* _Task directions_:
Search the records for the string "handle" and return each line that has it.

Dataset entries:
╔══

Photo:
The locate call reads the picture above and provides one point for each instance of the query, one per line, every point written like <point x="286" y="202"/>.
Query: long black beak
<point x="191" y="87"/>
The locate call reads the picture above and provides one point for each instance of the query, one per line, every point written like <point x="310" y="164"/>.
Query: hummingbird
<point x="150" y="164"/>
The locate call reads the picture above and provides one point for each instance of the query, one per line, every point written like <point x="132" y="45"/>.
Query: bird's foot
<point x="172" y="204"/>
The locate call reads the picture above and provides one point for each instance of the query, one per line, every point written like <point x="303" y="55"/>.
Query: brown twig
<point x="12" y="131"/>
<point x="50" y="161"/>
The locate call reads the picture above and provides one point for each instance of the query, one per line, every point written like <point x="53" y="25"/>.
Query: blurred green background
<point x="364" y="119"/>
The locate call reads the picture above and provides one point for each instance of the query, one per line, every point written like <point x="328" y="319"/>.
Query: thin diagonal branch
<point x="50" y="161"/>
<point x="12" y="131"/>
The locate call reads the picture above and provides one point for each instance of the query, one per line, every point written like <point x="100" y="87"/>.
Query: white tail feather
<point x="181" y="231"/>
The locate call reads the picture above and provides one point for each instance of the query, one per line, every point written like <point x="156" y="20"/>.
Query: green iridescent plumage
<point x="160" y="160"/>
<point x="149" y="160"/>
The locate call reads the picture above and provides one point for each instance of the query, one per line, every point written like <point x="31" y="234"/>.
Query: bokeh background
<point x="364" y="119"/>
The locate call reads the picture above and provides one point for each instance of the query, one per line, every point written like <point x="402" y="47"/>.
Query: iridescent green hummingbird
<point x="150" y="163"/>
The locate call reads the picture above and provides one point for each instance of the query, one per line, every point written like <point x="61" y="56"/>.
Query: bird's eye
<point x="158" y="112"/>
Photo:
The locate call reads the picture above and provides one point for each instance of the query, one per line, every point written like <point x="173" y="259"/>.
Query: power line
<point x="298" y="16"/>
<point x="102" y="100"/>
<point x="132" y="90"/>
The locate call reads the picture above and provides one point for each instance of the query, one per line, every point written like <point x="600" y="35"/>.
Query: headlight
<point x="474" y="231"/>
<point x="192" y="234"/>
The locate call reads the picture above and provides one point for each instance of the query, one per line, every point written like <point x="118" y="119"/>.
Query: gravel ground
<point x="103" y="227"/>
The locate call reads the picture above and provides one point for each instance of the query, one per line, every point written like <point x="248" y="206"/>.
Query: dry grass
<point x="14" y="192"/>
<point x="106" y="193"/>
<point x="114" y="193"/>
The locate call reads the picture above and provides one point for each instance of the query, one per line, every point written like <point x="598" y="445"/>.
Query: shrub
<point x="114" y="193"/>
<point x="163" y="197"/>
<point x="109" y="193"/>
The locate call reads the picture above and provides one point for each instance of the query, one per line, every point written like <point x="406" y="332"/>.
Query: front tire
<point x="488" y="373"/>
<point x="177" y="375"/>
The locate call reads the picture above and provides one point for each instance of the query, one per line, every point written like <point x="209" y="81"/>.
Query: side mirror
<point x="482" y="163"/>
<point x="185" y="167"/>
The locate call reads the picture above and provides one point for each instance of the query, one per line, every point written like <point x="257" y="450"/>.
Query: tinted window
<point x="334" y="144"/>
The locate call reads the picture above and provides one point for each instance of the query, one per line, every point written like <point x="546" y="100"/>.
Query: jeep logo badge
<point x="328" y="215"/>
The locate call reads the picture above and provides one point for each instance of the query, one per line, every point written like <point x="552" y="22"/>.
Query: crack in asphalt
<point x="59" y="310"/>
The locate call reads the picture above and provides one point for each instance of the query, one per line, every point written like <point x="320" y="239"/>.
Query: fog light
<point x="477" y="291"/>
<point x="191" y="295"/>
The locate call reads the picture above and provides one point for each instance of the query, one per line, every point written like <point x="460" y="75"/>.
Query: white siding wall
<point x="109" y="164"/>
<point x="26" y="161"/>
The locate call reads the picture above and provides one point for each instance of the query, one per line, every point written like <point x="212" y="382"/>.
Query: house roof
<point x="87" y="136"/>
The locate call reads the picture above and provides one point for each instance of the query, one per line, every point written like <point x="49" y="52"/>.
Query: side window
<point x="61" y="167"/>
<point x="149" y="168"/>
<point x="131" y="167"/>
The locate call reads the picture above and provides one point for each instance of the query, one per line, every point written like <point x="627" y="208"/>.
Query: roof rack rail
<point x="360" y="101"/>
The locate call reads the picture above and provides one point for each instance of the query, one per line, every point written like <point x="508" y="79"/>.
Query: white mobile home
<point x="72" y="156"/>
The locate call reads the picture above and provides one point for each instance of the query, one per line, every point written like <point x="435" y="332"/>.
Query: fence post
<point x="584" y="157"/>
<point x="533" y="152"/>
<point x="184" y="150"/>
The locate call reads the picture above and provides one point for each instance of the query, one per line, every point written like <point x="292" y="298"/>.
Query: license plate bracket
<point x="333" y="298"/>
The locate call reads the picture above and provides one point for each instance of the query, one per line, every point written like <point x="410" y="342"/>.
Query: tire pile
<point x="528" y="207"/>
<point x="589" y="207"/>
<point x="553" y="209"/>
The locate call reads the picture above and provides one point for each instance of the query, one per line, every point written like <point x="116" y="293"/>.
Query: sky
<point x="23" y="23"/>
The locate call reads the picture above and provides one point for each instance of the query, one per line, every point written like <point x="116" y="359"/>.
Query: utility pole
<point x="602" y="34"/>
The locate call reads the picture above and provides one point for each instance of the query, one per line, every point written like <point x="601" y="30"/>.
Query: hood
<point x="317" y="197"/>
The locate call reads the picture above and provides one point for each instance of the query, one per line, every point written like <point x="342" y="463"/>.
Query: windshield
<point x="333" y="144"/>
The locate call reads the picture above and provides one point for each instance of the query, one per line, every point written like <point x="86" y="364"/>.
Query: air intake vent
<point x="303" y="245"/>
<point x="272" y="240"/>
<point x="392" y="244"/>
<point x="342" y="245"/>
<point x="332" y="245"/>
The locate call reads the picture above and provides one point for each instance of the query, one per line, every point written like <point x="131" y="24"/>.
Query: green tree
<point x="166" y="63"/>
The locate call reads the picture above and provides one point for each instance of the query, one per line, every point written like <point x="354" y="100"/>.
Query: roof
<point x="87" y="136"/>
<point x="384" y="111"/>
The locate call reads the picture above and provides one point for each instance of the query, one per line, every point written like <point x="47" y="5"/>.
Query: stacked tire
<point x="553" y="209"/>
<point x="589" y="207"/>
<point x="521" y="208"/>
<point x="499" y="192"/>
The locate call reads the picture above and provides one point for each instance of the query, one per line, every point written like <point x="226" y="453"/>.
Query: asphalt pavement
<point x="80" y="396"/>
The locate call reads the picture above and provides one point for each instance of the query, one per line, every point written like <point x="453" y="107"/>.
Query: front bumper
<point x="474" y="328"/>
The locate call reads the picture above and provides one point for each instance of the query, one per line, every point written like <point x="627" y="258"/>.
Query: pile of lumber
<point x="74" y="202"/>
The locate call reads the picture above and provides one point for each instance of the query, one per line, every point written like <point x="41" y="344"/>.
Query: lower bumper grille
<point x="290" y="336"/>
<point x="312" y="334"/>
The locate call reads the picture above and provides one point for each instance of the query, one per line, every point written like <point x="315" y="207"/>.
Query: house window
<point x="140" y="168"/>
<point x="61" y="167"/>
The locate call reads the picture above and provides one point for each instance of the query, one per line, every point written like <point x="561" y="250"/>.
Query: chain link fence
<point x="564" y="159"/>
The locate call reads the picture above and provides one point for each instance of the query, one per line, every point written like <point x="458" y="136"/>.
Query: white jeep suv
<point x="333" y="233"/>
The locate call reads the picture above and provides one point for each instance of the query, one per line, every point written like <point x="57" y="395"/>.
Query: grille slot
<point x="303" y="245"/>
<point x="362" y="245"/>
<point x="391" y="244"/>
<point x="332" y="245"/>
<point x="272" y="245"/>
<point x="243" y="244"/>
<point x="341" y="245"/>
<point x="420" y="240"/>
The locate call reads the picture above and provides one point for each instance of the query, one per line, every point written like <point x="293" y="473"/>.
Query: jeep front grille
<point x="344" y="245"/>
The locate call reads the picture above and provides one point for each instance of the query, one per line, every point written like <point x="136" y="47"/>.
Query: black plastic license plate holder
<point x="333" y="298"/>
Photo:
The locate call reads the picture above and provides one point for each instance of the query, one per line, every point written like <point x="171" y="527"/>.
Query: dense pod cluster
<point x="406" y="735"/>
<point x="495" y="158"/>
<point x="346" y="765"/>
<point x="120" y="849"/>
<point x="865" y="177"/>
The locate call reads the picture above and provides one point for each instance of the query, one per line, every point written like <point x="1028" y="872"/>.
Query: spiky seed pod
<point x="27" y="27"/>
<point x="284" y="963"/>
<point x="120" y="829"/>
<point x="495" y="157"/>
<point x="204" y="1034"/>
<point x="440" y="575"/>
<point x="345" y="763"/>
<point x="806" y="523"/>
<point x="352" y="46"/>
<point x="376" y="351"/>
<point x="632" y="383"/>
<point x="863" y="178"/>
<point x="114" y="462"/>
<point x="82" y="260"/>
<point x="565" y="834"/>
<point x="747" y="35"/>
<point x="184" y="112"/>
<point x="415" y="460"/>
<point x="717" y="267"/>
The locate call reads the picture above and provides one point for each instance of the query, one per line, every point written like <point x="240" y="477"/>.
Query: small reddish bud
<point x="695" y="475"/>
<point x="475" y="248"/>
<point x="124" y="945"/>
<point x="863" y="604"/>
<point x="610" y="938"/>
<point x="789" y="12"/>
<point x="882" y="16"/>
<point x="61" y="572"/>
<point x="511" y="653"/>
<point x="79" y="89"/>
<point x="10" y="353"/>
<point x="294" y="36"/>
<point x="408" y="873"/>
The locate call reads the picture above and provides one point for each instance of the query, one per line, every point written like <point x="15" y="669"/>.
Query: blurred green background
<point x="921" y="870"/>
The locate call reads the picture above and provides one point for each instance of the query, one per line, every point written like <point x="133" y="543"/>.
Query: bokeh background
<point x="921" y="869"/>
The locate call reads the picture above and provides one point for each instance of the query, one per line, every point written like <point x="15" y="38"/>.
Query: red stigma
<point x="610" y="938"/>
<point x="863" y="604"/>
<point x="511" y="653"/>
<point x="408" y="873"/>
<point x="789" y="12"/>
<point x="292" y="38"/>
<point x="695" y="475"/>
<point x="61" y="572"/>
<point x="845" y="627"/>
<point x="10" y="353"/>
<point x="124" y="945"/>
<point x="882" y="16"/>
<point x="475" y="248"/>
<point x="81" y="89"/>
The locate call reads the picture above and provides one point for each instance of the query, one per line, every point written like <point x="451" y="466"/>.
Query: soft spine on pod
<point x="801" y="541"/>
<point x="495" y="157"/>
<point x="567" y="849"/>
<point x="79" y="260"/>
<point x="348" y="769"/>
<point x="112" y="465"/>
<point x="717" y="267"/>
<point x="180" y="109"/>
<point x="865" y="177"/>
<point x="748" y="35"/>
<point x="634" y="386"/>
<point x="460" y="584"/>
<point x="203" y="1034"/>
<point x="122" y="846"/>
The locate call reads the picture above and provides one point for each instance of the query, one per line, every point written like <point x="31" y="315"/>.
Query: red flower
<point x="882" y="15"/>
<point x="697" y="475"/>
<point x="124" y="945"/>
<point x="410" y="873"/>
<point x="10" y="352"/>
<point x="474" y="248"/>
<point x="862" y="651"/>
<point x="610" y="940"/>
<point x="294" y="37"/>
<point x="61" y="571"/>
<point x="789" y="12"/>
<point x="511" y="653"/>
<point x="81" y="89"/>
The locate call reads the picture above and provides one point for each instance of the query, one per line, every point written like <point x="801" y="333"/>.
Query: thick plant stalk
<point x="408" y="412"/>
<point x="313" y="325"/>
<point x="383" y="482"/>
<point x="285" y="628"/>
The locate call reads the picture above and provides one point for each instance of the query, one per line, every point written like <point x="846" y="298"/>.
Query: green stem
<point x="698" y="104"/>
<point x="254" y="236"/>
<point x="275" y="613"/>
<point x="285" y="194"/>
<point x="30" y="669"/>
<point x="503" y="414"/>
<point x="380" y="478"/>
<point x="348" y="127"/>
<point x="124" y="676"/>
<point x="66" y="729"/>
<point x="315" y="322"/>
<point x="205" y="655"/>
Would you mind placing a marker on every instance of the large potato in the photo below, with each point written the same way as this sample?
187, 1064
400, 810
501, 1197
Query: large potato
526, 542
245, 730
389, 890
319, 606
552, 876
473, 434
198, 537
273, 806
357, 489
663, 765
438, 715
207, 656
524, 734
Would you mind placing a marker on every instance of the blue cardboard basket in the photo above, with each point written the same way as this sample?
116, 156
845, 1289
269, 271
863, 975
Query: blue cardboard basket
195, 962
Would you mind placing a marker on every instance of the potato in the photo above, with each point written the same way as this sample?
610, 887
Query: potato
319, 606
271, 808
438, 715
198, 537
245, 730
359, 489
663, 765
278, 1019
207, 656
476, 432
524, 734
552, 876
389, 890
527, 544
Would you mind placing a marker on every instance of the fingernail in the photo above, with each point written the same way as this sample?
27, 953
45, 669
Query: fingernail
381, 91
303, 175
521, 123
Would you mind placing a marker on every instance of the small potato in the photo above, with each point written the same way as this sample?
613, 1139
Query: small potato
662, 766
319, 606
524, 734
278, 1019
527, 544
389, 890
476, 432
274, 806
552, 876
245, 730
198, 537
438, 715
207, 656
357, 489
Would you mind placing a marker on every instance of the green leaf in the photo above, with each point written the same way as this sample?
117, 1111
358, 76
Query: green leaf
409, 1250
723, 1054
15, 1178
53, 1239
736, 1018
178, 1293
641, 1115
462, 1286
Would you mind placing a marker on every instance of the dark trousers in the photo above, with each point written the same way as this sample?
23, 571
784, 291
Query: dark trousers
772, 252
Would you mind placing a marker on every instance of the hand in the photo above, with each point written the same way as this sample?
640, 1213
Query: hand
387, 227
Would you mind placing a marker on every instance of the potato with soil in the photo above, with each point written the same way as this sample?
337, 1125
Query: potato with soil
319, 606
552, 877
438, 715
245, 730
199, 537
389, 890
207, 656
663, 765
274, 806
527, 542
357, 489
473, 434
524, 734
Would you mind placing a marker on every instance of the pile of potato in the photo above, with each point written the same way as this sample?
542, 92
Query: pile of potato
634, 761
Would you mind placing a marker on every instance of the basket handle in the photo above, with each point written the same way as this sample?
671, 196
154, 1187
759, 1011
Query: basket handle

╚══

* _Exercise solution_:
Would you mind placing a marker on every instance of the basket handle in the photo above, with each point written the same way as this sample?
Query: basket handle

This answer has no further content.